Requirement 1:
In the forum thread on MTNL broadband speed, which provider does comp@ddict name for the 1 mbps, 2 GB plan?
Requirement 2:
Reproduce word for word the stretch of the MTNL broadband thread from "I nvr tried" through "with this plan..".

# How Much Speed You Get With MTNL 512 kbps broadband



## av43302 (Oct 1, 2008)

I have MTNL Triband 512 UL connection,When I test my speed at speakeasy.net

I am getting speed shown in diagram
*img134.imageshack.us/img134/6013/58068576oj5.jpg

When I check my speed at speedtest.net,it shows

*www.speedtest.net/result/332059013.png

how abouts you guys,can you have more speed...


----------



## comp@ddict (Oct 1, 2008)

I nvr tried the test cause it takes time-and patience is not one of my qualities. I'm assured of 1mpbs, a.k.a. ~115kpbs actual download speed so happy


----------



## ashu888ashu888 (Oct 2, 2008)

Well i hv a DSL 849 Night UL (its 256 kbps conn..) MTNL TRIBAND connection and i get 210-220 kbps d/load speed(via torrents) and 110kbps upload speed... well, im not concerned abt uploads,

but yes, since the 00.00 to 08.00 hrs free Night d/load is provided, so i had gone with this plan.. 
----------------


----------



## comp@ddict (Oct 2, 2008)

I just download 1gb max outta the 2gb limit......


----------



## ashu888ashu888 (Oct 2, 2008)

i see, wats ur bill plan for BB ??

mine is 1.25 GB limit..per month


----------



## comp@ddict (Oct 2, 2008)

1mbps speed
2gb upload/download
1 month validity

AIRTEL BROADBAND


----------



## ashu888ashu888 (Oct 2, 2008)

I see, so wat are:

1.) the pre requisites for getting a airtel bb ?? 
2.) is it fast adn stable enough wen left unattended for night d/loads ?
3.) do we hv to own a airtel landline/ the airtel ppl gives us the landline ?
4.) wats the total cost u are paying for using that connection per month ?
-------------

Coz, im also planning to switch over to airtel bb..

Dataset content:

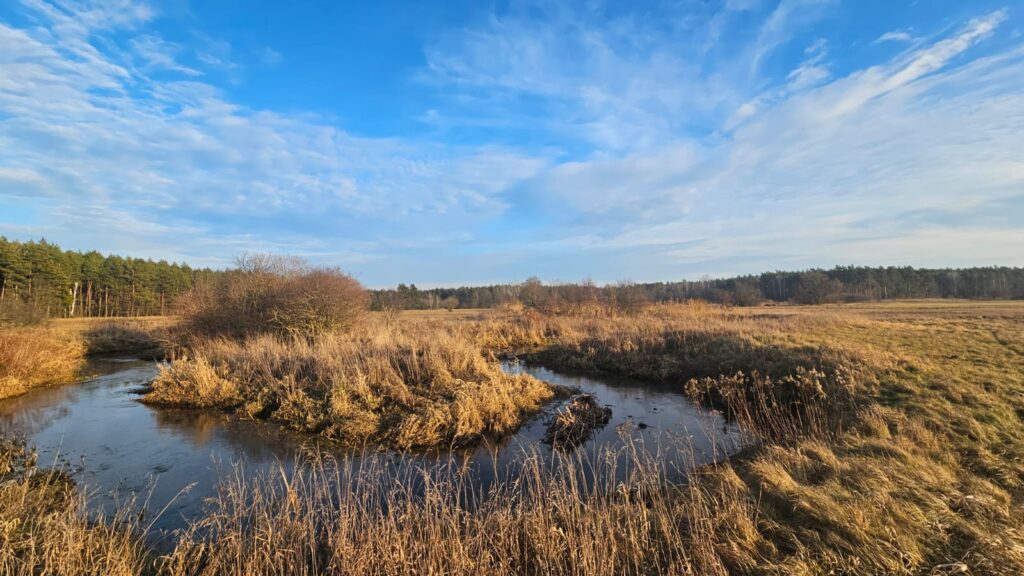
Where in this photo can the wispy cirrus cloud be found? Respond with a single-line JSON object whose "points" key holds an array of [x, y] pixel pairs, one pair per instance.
{"points": [[588, 139], [175, 159]]}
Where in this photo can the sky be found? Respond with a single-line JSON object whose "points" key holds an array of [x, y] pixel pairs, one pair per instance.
{"points": [[472, 142]]}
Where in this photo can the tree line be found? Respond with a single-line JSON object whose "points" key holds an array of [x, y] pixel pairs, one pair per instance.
{"points": [[40, 280], [841, 284]]}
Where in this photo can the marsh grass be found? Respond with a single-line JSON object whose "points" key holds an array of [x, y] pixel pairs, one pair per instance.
{"points": [[577, 421], [423, 384], [45, 527], [890, 442], [36, 357], [335, 518]]}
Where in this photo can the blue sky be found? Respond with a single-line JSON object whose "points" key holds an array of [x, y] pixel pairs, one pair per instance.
{"points": [[467, 142]]}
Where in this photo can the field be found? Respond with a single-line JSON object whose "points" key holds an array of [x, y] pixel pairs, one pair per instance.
{"points": [[888, 441]]}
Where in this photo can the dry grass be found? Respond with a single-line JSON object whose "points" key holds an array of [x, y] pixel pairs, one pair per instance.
{"points": [[921, 469], [367, 520], [55, 354], [37, 357], [124, 337], [421, 384], [45, 529], [574, 422]]}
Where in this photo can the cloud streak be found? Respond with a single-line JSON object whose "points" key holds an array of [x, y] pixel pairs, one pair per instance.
{"points": [[671, 144]]}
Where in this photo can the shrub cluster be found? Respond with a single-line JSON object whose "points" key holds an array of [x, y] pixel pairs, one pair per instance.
{"points": [[267, 294]]}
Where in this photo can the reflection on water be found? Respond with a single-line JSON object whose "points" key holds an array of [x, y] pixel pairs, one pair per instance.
{"points": [[114, 445]]}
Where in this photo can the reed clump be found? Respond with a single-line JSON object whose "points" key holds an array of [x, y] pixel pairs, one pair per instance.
{"points": [[577, 421], [45, 527], [37, 357], [424, 384]]}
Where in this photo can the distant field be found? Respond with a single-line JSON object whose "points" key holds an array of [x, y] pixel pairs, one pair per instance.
{"points": [[888, 438]]}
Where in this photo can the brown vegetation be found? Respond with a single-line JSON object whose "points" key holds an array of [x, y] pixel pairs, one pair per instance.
{"points": [[44, 527], [266, 294], [891, 443], [576, 421], [37, 357], [421, 384]]}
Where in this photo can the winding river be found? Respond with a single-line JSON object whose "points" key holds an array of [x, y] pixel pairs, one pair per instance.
{"points": [[119, 448]]}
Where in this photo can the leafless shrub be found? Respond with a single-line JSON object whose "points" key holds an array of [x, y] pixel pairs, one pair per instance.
{"points": [[267, 294]]}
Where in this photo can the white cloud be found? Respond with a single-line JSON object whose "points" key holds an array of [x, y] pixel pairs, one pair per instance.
{"points": [[83, 128], [896, 36], [662, 149], [160, 53]]}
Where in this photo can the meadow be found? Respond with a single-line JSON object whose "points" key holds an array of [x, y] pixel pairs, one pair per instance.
{"points": [[886, 439]]}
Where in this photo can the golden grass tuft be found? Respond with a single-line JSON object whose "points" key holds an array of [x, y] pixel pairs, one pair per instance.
{"points": [[423, 385], [45, 528], [890, 442], [37, 357]]}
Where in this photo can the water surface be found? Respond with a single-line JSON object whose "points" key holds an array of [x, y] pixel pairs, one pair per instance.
{"points": [[118, 447]]}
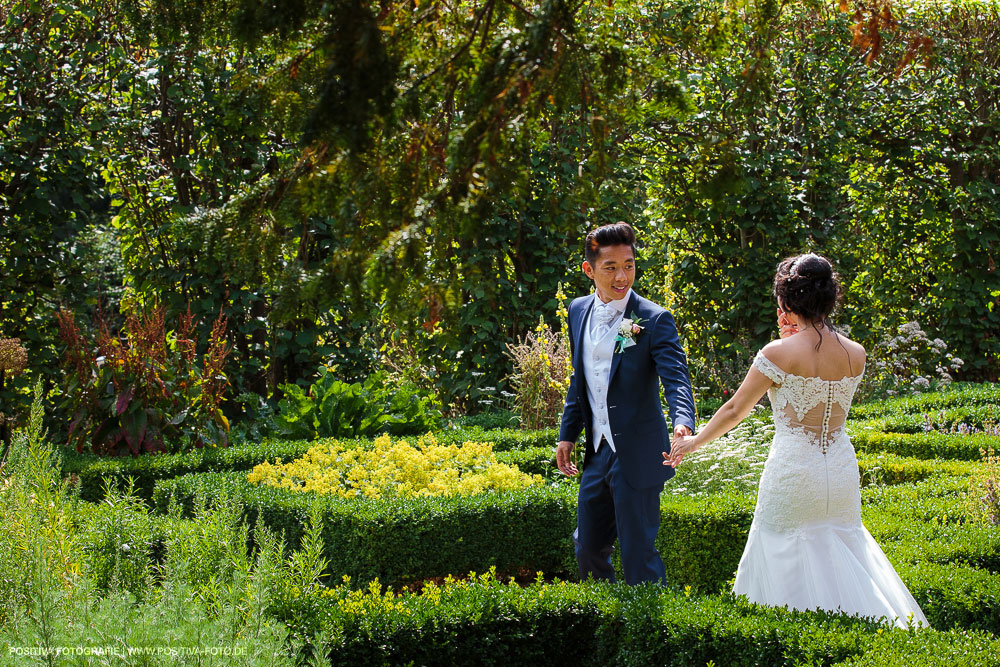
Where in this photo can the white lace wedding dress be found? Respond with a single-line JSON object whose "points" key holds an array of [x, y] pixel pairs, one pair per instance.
{"points": [[807, 548]]}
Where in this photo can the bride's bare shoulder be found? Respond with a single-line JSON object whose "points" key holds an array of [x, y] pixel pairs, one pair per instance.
{"points": [[779, 351], [854, 349]]}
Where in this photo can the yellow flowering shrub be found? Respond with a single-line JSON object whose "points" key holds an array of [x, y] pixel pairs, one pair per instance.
{"points": [[395, 468]]}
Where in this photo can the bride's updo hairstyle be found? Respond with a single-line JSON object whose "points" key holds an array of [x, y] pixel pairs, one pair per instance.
{"points": [[808, 286]]}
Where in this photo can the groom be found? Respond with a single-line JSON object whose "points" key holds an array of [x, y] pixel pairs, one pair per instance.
{"points": [[623, 348]]}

Finished answer 1:
Airtel Broadband.

Finished answer 2:
I nvr tried the test cause it takes time-and patience is not one of my qualities. I'm assured of 1mpbs, a.k.a. ~115kpbs actual download speed so happy


----------



## ashu888ashu888 (Oct 2, 2008)

Well i hv a DSL 849 Night UL (its 256 kbps conn..) MTNL TRIBAND connection and i get 210-220 kbps d/load speed(via torrents) and 110kbps upload speed... well, im not concerned abt uploads,

but yes, since the 00.00 to 08.00 hrs free Night d/load is provided, so i had gone with this plan..